## [待完成任务]
请逐字照抄下方数据中的行，从包含"Please annotate the green"的那一行开始，到数据最后一行结束，两端的行都要包括在内。

★ ★ ★

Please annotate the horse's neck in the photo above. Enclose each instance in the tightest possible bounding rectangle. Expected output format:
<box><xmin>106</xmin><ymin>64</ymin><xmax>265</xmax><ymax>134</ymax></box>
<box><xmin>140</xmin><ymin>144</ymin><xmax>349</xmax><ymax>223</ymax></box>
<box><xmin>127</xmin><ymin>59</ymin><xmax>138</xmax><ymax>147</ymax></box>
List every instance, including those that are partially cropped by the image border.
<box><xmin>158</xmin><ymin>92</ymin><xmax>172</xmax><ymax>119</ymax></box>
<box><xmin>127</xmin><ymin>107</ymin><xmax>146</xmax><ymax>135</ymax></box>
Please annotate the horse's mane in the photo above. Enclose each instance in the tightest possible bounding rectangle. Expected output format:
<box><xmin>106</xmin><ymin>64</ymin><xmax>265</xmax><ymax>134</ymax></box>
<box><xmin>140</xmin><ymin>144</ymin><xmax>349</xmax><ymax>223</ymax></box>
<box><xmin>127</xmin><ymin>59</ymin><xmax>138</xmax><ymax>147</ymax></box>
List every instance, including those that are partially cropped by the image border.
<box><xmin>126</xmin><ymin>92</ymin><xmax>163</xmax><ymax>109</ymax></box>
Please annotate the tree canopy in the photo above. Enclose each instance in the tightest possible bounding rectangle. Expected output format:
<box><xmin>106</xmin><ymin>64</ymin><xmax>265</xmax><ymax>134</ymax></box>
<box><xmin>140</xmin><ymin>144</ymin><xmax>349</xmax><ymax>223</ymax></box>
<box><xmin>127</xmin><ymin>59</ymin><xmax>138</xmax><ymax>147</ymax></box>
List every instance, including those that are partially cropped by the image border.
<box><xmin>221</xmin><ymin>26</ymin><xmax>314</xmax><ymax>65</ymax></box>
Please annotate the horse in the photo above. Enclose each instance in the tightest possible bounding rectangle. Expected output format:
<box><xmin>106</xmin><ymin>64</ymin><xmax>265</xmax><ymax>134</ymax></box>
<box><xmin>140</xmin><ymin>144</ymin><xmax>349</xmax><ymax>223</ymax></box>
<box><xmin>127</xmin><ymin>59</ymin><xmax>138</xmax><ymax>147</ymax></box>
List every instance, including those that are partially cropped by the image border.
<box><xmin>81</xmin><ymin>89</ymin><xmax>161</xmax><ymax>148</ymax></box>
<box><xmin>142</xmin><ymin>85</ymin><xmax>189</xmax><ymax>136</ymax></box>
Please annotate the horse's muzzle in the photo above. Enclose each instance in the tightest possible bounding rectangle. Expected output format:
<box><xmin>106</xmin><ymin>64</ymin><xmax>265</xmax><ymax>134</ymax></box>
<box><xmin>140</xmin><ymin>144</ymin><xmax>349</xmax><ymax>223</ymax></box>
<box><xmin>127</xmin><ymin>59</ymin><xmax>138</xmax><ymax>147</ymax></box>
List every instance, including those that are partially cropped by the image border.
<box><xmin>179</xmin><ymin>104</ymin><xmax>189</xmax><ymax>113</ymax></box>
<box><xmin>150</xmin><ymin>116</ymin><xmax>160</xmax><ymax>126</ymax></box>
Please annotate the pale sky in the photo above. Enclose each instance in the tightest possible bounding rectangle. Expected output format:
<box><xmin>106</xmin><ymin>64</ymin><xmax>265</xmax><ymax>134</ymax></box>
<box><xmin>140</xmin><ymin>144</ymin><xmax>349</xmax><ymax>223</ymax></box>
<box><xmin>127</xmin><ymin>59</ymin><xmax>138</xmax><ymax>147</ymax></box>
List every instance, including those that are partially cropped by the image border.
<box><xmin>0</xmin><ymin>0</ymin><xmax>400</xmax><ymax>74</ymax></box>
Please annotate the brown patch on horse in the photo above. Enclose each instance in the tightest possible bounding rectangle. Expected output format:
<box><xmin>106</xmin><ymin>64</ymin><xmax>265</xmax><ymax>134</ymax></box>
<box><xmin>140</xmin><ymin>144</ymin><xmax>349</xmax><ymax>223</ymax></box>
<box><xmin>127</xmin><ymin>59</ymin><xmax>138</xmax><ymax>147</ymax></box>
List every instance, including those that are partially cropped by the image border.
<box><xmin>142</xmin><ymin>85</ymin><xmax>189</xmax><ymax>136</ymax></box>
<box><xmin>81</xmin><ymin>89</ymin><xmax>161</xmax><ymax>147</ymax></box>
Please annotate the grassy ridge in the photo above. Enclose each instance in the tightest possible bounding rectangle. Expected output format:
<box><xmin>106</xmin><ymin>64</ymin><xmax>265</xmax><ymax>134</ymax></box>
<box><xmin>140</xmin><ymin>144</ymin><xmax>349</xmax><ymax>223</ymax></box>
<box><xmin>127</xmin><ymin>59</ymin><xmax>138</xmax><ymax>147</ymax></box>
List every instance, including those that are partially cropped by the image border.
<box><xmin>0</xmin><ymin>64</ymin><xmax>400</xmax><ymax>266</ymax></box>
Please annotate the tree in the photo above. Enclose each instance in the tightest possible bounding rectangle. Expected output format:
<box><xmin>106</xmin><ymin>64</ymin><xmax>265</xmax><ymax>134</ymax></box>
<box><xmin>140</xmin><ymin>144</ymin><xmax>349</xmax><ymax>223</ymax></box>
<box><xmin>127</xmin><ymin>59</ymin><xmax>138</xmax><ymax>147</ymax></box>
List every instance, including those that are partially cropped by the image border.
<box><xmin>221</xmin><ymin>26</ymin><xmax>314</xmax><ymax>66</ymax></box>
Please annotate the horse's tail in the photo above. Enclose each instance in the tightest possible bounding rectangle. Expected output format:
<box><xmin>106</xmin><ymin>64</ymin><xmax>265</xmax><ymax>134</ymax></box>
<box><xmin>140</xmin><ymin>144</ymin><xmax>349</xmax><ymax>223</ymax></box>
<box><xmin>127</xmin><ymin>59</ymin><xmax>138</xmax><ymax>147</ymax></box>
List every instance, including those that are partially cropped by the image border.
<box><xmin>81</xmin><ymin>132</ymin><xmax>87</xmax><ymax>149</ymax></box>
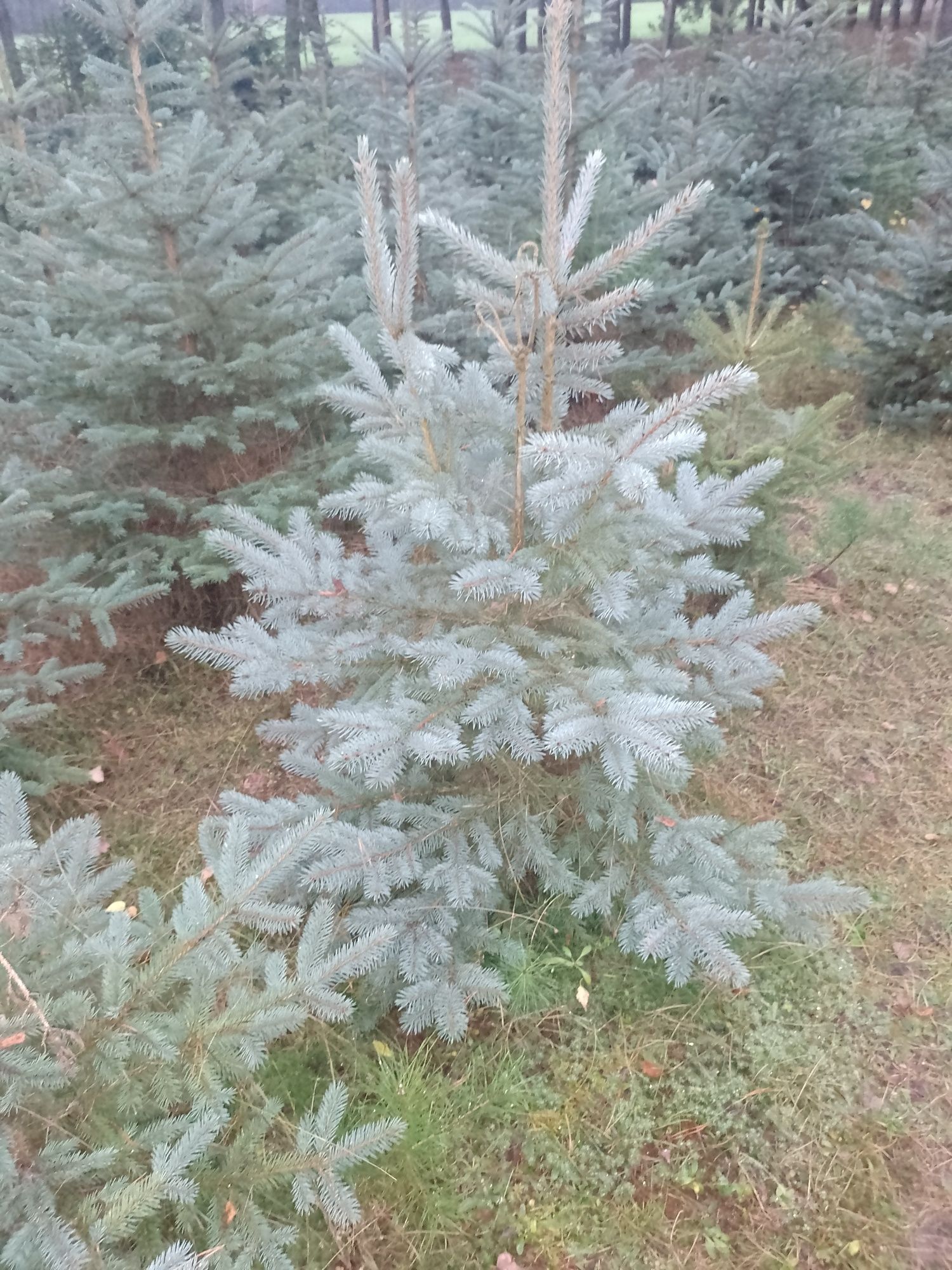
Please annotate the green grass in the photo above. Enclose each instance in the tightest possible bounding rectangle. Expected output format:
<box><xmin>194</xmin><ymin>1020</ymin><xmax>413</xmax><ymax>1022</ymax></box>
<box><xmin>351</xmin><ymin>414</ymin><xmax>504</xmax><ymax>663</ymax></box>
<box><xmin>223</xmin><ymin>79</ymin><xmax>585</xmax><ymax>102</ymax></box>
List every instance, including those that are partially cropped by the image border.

★ ★ ★

## [本题解答]
Please annotate the green grass in the photo above. Enclose each instance in the tightest possible bounding rectangle. Expected output format:
<box><xmin>194</xmin><ymin>1020</ymin><xmax>413</xmax><ymax>1022</ymax></box>
<box><xmin>351</xmin><ymin>414</ymin><xmax>504</xmax><ymax>663</ymax></box>
<box><xmin>223</xmin><ymin>79</ymin><xmax>585</xmax><ymax>102</ymax></box>
List every instance, including those that are partially cropped by the image border.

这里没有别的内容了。